** As suas instruções **
Transcreva fielmente a parte do excerto sobre Sundiata Keita que começa em "Permaneceu no poder" e prossegue até "- se unificassem.".

** Excerto do texto **
Sundiata Keita - o lendário "Rei Leão" que governou o Império do Mali


Não se sabe bem o motivo deste epíteto. Talvez se deva ao facto de ter lutado com denodo pela fundação do seu império. Sundiata nascera com um defeito físico que o impedia de andar, mas superou-o e os actos de bravura que levou a cabo são passados de geração em geração.

Permaneceu no poder quase 20 vinte anos. Os seus feitos são cantados pelos griots, contadores de histórias tradicionais da África Ocidental. Tornou-se um grande caçador, um destemido guerreiro e estratega militar hábil que tudo fez para que os reinos que pertenciam ao povo Mandingo - também conhecido como Mandinka ou Malinke - se unificassem.

** Itens extraídos **

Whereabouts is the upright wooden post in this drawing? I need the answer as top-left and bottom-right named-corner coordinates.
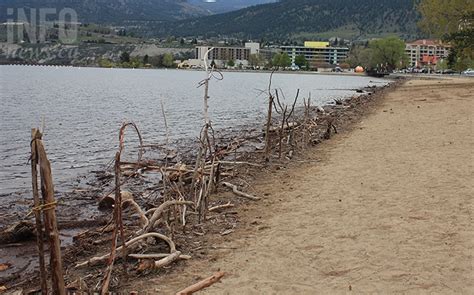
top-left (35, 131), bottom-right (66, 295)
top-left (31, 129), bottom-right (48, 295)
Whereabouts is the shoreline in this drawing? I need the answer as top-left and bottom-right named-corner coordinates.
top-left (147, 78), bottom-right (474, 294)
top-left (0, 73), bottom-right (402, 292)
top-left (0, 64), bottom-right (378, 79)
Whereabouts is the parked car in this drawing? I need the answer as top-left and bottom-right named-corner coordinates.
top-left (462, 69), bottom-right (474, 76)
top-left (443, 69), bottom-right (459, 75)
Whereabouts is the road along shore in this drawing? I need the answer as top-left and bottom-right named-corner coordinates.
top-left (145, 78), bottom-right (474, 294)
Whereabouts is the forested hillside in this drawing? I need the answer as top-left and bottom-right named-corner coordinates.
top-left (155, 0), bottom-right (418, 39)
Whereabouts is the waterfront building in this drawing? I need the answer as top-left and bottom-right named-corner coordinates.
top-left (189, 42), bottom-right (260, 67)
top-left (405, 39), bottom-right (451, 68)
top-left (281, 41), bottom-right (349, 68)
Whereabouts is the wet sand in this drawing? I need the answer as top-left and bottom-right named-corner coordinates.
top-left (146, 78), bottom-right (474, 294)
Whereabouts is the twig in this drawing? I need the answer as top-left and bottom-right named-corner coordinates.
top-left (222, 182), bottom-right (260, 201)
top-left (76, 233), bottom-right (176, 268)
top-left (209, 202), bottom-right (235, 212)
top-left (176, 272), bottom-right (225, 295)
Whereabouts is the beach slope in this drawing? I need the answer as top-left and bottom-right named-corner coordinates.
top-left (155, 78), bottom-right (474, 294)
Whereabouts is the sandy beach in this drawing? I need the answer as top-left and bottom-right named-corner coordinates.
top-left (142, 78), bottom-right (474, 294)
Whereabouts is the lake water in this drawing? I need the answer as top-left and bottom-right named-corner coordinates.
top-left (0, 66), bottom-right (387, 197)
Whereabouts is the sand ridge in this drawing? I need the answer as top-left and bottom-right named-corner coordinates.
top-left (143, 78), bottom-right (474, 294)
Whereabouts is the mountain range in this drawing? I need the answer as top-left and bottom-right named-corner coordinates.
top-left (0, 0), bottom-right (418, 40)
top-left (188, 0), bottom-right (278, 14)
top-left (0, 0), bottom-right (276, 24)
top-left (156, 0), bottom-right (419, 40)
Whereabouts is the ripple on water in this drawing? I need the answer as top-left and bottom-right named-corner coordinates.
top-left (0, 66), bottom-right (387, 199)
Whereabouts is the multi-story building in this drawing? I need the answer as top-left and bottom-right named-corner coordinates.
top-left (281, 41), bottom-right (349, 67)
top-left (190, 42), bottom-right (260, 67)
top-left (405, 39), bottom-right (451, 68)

** Resposta esperada **
Permaneceu no poder quase 20 vinte anos. Os seus feitos são cantados pelos griots, contadores de histórias tradicionais da África Ocidental. Tornou-se um grande caçador, um destemido guerreiro e estratega militar hábil que tudo fez para que os reinos que pertenciam ao povo Mandingo - também conhecido como Mandinka ou Malinke - se unificassem.